Aktualisiere die folgenden Einträge, indem du „tree bark“ überall durch „bark“ ersetzt. Alles andere bleibt unverändert.

[Zeilen eines Datensatzes zum Zeigen auf Objekte]
========================================================================
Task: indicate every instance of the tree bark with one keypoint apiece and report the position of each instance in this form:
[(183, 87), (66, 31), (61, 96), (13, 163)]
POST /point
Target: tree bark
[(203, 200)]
========================================================================
§ Fertige Antwort
Task: indicate every instance of the bark with one keypoint apiece and report the position of each instance in this form:
[(183, 87), (66, 31), (61, 96), (13, 163)]
POST /point
Target: bark
[(203, 200)]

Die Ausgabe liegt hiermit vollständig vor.